Copy the listing below line for line without any changes, leaving out the pictures.

Part of a data file
****

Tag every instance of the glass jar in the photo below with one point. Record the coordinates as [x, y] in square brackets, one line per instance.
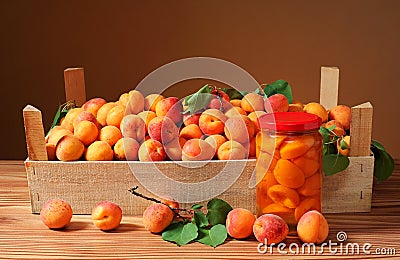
[289, 165]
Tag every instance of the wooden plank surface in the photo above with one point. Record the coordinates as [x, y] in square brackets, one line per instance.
[22, 235]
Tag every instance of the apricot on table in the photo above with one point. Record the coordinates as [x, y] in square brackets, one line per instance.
[239, 223]
[56, 213]
[270, 228]
[312, 227]
[157, 217]
[305, 206]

****

SOLUTION BELOW
Tag every instance of the glass jar in the photo below with one point. Record the coordinates as [x, y] in square brackets, one line per instance.
[289, 165]
Tag every instance of the wooden plank surface in the photo above with one point. Record the coordinates as [x, y] in square brackets, one line per instance.
[22, 235]
Tag every instance of the apricot on table in the photo above with one point. Record the coordinates as [x, y] in square brackets, one line per instance.
[239, 223]
[56, 213]
[270, 228]
[312, 227]
[157, 217]
[305, 206]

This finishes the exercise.